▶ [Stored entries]
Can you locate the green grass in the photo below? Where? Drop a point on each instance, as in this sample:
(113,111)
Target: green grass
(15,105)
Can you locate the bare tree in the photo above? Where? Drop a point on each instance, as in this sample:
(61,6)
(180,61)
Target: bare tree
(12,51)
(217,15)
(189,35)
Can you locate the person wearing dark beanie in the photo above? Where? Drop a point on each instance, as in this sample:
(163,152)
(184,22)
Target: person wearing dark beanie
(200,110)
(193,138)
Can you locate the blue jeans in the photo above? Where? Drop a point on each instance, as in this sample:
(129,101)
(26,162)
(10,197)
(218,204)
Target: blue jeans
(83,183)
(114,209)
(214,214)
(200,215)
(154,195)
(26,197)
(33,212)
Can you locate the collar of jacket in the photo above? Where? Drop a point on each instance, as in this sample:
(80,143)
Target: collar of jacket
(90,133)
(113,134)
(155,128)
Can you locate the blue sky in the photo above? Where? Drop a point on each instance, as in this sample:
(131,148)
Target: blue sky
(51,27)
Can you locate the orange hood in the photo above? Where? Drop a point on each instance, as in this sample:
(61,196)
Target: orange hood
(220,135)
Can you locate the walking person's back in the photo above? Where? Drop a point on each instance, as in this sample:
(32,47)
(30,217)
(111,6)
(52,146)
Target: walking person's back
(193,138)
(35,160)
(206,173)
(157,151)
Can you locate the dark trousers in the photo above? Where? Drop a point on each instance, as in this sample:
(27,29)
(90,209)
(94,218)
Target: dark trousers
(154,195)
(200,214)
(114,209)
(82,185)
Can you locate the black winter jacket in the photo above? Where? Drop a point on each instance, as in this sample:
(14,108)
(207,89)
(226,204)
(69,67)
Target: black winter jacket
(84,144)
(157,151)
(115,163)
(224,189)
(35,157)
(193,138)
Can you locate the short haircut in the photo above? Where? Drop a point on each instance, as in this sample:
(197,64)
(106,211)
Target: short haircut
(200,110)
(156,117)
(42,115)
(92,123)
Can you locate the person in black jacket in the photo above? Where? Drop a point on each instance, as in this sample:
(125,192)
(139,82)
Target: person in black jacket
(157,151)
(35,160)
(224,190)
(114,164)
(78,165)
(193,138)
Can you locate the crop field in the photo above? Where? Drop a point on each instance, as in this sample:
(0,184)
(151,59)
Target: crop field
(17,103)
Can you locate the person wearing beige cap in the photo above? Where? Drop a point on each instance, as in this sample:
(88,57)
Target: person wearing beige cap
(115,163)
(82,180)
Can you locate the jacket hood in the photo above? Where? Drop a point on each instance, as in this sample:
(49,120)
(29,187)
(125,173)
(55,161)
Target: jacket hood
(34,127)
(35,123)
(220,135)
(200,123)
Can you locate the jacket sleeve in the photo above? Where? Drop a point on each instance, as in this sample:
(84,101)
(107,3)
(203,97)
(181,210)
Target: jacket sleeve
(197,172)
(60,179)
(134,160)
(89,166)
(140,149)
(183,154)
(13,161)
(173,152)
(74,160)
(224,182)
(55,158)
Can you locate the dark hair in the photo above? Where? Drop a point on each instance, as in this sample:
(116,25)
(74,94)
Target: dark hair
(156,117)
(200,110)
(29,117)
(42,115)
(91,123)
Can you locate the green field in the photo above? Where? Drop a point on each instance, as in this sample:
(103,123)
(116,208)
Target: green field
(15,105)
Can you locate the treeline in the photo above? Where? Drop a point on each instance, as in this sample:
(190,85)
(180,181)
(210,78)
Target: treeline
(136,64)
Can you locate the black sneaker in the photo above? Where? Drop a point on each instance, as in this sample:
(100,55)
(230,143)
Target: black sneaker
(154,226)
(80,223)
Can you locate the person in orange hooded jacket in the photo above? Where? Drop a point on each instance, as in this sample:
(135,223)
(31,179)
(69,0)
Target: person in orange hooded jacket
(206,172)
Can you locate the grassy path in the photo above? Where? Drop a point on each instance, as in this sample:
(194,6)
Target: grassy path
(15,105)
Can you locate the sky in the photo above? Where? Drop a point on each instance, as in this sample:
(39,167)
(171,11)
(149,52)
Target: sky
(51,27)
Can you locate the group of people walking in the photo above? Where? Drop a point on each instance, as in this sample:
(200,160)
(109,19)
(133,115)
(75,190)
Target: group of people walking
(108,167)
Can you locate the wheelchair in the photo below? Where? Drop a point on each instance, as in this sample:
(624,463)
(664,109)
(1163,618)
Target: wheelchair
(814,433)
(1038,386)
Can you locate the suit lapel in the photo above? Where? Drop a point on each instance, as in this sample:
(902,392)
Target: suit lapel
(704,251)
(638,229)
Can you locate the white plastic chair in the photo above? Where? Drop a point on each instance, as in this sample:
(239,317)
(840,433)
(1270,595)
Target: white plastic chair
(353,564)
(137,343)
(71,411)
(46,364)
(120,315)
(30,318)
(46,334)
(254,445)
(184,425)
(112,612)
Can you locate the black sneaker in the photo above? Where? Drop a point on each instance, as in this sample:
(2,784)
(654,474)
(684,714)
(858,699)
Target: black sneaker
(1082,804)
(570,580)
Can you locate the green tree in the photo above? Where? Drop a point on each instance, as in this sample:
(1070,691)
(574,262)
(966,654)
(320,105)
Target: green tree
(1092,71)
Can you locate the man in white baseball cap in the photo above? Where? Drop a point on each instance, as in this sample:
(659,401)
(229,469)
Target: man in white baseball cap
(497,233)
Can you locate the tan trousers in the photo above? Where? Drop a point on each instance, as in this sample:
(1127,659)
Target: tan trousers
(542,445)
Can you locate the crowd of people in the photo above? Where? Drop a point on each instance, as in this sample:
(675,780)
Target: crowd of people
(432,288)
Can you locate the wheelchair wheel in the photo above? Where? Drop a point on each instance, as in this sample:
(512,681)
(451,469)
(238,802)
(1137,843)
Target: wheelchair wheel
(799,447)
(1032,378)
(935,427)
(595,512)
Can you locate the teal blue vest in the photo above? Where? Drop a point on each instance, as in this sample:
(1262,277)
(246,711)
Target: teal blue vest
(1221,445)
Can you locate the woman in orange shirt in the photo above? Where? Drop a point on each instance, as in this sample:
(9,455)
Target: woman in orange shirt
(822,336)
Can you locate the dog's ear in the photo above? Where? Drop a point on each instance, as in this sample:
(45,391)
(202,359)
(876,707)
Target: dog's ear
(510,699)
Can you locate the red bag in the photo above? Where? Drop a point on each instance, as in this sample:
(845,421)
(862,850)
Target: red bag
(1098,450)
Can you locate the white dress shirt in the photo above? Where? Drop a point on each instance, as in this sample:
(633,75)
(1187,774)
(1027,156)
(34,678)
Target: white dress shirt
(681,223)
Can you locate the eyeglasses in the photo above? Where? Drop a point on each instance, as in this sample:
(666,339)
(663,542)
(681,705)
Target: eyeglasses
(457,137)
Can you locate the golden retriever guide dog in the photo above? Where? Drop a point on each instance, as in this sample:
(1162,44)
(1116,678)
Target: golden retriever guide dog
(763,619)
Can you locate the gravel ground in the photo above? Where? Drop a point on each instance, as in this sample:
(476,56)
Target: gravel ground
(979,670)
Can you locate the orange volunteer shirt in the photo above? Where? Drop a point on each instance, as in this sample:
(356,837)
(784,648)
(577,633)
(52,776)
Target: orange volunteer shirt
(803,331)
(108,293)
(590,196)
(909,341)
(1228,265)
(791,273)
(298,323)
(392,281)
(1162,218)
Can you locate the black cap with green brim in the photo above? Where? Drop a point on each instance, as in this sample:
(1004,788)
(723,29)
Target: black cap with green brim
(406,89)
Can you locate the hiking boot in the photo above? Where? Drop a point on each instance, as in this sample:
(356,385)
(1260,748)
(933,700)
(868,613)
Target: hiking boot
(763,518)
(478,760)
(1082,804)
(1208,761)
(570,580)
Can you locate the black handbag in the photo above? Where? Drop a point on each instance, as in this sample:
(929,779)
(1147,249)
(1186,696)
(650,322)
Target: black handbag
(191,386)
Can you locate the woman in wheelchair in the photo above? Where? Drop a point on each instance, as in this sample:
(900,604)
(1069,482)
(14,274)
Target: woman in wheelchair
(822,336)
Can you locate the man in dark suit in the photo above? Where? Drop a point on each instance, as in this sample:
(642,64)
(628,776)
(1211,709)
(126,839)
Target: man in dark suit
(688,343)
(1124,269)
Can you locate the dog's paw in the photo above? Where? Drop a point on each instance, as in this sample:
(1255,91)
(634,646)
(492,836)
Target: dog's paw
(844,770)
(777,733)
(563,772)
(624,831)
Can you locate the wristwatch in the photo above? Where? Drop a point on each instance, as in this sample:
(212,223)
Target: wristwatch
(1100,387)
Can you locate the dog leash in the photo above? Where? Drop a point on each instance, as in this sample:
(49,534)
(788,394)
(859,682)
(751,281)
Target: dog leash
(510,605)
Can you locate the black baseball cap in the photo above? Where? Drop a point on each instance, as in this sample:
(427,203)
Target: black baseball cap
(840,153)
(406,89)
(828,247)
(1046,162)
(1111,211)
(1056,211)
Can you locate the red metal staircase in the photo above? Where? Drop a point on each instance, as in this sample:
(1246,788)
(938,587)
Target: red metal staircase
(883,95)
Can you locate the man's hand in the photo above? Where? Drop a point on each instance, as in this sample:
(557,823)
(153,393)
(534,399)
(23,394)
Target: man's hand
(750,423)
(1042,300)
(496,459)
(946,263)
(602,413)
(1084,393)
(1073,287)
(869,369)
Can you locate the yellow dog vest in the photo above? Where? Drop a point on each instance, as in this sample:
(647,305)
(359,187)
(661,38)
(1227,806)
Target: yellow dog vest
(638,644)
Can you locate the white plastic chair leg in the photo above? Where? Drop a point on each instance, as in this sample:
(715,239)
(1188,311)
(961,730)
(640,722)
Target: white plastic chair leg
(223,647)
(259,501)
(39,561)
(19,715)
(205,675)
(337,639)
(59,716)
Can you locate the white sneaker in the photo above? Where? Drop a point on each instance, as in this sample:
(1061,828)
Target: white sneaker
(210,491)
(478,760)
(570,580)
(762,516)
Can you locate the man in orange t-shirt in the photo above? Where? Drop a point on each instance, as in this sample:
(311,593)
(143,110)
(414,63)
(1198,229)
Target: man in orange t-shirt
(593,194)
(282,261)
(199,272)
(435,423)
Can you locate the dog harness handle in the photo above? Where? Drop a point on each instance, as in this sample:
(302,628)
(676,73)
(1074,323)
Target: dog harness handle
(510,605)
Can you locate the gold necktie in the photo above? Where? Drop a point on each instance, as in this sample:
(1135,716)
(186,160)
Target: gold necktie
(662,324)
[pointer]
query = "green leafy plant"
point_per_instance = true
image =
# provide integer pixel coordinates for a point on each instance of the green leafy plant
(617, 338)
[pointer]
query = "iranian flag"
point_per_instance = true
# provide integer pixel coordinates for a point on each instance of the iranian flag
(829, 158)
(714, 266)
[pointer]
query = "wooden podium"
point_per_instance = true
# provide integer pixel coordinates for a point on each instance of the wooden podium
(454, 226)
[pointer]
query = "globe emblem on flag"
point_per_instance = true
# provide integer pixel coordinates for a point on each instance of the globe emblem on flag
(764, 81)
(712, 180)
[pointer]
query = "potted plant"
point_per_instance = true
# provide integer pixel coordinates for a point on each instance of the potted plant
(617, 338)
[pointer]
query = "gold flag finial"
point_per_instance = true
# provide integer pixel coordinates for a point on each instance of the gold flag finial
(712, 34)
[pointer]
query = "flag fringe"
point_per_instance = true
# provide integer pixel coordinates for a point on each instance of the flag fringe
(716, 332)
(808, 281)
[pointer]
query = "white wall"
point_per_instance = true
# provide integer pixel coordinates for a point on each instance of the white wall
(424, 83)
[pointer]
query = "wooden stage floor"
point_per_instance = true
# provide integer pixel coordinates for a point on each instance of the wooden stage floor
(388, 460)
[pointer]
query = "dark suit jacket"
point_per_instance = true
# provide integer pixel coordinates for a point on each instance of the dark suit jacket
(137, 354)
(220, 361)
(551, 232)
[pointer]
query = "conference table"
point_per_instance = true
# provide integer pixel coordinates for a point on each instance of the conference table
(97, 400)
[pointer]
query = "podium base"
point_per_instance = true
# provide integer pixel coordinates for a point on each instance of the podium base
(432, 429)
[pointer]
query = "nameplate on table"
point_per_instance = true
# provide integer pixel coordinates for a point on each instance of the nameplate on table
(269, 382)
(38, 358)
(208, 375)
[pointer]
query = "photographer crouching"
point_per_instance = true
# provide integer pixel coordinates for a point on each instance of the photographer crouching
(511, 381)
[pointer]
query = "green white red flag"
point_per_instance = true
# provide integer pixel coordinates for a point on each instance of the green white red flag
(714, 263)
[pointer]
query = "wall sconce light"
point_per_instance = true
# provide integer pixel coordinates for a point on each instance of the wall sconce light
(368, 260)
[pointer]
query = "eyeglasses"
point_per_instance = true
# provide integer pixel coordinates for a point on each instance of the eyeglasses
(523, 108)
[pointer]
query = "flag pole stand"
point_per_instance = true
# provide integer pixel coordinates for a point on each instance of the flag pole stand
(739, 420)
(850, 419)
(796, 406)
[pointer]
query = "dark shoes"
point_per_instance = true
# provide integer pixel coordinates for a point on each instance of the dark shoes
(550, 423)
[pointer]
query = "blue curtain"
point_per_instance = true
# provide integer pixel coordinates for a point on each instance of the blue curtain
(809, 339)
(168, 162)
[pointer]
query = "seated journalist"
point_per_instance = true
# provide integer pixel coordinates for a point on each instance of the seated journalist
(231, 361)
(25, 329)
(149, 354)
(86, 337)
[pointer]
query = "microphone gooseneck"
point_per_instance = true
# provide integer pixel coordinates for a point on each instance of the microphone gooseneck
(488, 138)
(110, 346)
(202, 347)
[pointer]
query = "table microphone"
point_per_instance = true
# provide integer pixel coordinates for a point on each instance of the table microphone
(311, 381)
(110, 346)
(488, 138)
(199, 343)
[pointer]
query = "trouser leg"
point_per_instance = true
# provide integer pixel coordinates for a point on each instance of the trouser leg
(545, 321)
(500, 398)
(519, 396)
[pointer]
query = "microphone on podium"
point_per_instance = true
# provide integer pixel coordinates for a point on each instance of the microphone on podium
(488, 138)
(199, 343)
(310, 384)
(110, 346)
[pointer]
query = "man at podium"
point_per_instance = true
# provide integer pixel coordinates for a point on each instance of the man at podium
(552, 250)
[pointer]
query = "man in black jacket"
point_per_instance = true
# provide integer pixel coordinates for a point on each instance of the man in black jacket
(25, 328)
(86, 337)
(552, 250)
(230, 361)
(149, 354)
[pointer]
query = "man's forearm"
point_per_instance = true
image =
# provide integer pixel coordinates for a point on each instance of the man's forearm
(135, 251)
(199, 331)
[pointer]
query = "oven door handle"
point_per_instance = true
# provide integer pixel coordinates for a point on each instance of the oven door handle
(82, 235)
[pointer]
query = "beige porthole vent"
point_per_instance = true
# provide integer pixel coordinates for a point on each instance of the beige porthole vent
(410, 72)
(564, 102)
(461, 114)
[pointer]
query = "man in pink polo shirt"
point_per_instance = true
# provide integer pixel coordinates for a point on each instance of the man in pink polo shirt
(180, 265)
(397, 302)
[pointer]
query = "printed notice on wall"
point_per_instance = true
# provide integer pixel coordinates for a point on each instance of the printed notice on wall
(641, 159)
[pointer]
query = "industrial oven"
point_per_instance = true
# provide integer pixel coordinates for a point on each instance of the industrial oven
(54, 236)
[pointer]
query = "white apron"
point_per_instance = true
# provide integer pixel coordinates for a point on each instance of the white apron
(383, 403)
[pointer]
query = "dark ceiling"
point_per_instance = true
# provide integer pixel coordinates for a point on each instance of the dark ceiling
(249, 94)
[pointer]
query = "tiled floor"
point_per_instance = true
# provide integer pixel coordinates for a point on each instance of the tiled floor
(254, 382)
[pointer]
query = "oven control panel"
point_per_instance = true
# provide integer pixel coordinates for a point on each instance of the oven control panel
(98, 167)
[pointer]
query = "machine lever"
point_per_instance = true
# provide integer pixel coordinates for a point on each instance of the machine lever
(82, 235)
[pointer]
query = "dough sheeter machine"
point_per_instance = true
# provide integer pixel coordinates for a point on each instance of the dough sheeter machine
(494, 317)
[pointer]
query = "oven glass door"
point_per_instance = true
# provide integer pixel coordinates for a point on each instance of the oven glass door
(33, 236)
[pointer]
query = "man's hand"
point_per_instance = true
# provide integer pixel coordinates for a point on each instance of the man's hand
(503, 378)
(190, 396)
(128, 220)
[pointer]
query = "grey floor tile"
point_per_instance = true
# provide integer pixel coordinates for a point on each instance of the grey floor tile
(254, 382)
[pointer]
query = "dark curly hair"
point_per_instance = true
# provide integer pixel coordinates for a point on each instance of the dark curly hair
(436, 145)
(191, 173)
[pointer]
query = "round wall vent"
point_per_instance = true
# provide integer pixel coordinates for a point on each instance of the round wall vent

▶ [What you should do] For each line of the entries that includes "below", show that line.

▶ [Output for this exercise]
Can you locate the green grass in the photo below? Where? Drop a point on each instance, as in this sample:
Can you locate the wheelchair in the photo below? Where? Drop a point on each instance, as in this sample:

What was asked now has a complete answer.